◆ What you are asked to do:
Print each entry as it appears. Images stay out of the copy.

◆ Point localization data:
▼
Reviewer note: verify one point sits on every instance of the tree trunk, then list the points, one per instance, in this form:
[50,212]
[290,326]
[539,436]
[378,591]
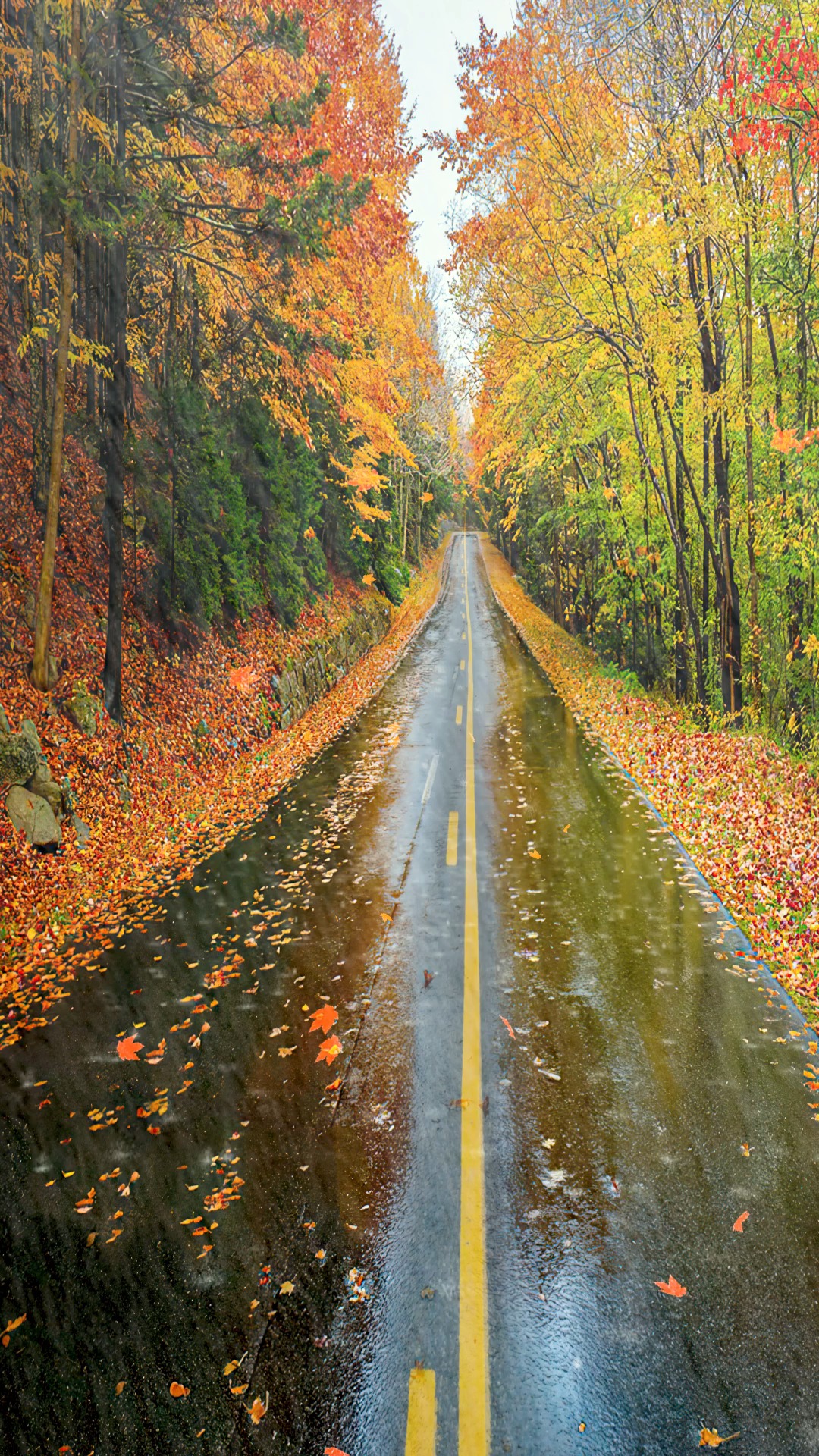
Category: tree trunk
[42,623]
[36,281]
[114,414]
[754,584]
▲
◆ Finished exercise:
Reviewer note: verify one point sits on every instance of the tree trunk, then list the points, one per instance, in this form:
[50,212]
[290,326]
[539,436]
[378,591]
Category: tree trunk
[42,623]
[36,281]
[114,414]
[754,584]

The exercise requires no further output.